Source text =>
>> Start

When looking to learn about design — specifically design languages and patterns — there is no one-size-fits-all solution. And as members of the Topcoder Studio Community, you aren’t simply looking to design to impress, but to solve real business problems. The IBM Design Language can help our community have a common core language/design base. Understanding IBM’s six universal experiences will not only help everyone compete in the “Spring into Bluemix” series, but also help us stay focused on the human experience for any product. So let’s review these experiences:
- Discover, try, and buy — Users want to work with a clickable prototype in order to learn about its potential. They should be able to test a product in a single tap or click, using their own data, on the same screen.
- Get started — Make a good first impression. Greet users and prepare them for their first actions. Users should see their work beyond a welcome screen and feel motivated to get started.
- Everyday use — Users should always feel in control and be able to pick up right where they left off. They should understand your product’s usefulness and personal value whenever they use it.
- Manage and upgrade — Maintenance and learning about the latest improvements should appear as clean and obvious as using the product every day.
- Leverage and extend — Make it easy for your users to picture how discrete capabilities can be recombined. That being said, each part of your offering should be available as an API.
- Get support — Enable users to get support the way they want it. Equip users with tools that are personal, flexible, and readily available.
With all this in mind, it is hard in a virtual community to stand out when the expectation is constant innovation and pixel-perfect “digital art.” We have many different levels of design quality and varied skillsets in our community, which helps us uniquely understand a user’s problem. But this ability to self-educate and learn about the problem is often misunderstood. As a virtual designer, you’ve already committed yourself to learning — learning about the problem, the business, and how to become a better designer.
In fact, the Studio Design Community is growing and learning to become better “experience designers.” Understanding the IBM Design Language will help everyone not only become better designers, but also provide authenticity within the challenge process.

>> End

Records =>
>> Start

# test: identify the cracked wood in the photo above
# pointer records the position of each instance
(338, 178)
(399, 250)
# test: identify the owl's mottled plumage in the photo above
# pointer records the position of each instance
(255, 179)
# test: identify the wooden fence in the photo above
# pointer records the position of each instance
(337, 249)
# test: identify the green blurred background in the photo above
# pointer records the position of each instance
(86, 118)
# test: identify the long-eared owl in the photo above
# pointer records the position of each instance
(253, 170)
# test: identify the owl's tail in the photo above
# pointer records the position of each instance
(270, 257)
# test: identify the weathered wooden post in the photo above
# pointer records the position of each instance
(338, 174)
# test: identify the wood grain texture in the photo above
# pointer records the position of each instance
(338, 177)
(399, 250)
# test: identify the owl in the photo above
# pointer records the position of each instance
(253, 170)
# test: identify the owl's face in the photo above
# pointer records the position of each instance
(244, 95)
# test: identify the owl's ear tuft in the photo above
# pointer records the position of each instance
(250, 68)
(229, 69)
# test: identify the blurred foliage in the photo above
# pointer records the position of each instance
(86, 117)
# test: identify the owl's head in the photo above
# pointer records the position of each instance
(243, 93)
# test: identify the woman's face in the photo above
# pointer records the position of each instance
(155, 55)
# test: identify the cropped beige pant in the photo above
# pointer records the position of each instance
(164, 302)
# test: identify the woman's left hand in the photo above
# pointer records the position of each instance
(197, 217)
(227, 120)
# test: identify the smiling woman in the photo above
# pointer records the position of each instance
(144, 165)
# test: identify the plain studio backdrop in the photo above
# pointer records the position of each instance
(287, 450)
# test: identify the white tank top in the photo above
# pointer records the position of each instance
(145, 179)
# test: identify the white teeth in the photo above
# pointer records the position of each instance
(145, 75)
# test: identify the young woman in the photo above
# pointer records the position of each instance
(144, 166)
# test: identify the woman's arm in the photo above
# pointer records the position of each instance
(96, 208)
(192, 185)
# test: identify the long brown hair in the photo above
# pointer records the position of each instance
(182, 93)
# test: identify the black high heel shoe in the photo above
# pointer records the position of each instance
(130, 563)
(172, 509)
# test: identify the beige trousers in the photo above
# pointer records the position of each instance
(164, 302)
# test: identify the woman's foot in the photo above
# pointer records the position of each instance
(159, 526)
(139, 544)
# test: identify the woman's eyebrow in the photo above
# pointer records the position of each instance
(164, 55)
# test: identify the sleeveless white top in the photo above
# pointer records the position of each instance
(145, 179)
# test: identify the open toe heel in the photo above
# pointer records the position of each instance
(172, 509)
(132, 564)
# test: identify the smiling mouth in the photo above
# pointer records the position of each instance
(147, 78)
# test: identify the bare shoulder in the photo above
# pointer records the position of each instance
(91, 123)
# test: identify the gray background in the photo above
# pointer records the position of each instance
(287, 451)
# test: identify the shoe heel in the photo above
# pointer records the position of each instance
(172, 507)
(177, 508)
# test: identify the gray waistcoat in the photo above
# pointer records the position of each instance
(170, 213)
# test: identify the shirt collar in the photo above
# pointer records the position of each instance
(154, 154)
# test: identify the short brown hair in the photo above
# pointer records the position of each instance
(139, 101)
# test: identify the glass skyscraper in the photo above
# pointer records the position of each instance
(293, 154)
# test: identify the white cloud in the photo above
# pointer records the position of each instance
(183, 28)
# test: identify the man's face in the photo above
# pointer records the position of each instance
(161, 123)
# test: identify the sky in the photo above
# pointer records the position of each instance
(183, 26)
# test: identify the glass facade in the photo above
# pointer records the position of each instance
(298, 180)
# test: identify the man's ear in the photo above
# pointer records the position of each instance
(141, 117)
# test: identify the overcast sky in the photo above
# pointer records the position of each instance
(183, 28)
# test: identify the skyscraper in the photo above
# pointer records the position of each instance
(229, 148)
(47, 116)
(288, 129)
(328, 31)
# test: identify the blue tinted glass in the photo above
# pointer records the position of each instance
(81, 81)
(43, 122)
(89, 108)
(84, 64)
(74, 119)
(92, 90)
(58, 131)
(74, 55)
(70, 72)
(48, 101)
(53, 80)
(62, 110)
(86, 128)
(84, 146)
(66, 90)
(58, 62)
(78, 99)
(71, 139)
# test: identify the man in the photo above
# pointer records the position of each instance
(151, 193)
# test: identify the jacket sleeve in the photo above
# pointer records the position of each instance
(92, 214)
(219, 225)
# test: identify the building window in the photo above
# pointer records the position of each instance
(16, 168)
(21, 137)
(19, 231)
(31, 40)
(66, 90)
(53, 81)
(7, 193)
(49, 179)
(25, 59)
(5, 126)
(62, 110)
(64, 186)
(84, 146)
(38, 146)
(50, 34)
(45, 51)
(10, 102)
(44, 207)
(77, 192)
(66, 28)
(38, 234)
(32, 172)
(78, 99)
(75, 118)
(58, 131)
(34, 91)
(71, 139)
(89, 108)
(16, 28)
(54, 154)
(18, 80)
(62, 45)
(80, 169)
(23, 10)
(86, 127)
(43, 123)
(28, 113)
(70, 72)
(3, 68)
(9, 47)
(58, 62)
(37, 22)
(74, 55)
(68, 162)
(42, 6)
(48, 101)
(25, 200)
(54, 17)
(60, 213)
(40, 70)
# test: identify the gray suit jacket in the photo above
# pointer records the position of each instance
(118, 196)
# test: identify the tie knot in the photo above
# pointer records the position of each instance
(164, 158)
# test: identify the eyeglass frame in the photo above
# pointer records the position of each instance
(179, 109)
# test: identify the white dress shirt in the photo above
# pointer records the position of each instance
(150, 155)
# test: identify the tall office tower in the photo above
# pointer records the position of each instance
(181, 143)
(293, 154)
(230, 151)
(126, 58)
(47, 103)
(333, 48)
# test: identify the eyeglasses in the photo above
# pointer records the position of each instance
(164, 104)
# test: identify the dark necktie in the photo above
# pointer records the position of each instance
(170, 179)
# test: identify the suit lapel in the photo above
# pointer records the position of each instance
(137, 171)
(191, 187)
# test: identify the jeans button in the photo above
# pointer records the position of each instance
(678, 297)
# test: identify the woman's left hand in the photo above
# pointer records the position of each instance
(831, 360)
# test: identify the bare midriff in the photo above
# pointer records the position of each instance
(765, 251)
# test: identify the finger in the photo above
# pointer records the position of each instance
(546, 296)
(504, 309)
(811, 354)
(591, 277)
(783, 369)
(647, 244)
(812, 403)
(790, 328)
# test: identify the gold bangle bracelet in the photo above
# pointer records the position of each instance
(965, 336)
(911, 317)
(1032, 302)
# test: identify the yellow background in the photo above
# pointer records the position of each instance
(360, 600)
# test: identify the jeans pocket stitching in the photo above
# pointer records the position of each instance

>> End

To-do list =>
**A)** Rewrite the IBM Design Language article starting at "- Everyday use" and ending at "they use it.", renaming "Everyday use" to "Daily use".
**B)** Please translate this sentence from the IBM Design Language article into Spanish: "Equip users with tools that are personal, flexible, and readily available."
**C)** Continue the IBM Design Language article from its last sentence.
The rows are separate material and are not part of the IBM Design Language article.

Replies =>
**A)**
- Daily use — Users should always feel in control and be able to pick up right where they left off. They should understand your product’s usefulness and personal value whenever they use it.

**B)** Proporcione a los usuarios herramientas que sean personales, flexibles y de fácil acceso.

**C)**
Crowdsourcing takes the ego out of the process, and creates a mechanism for open design and collaboration through iteration. As designers, we want to scale great experiences through iteration. We must understand, explore, prototype, and evaluate. Topcoder customers expect us to know the basics and deliver at a level of consistent quality, which is why we focus on human experiences, concepting visual solutions and user interface design.
Over the past year, I have had amazing experiences working with great teams at IBM and have been able to learn from their vast history in design. With “Spring into Bluemix,” our Studio Design Community has the unique opportunity to showcase design solutions that place exceptional user experiences at the forefront of design. And by coming together with the IBM Design Language as our core language/design base, we will not only continue to deliver high-quality designs to customers, but also better our understanding of key design principles going forward.
Spring Into Bluemix Update
Now that the 7 eligible SiBM Code Blitz design challenges in June have concluded, I am pleased to announce that selvia_ettine is the June SiBM Code Blitz Design winner, and will be taking home a $350 bonus! Great work [iamtong], [rommelrojas], and the 7 other designers that placed. July already has 4 eligible SiBM Code Blitz design challenges, and more are soon to come with 4 new projects kicking off over the next week. Keep watching the SiBM Design Challenges for updates, and good luck!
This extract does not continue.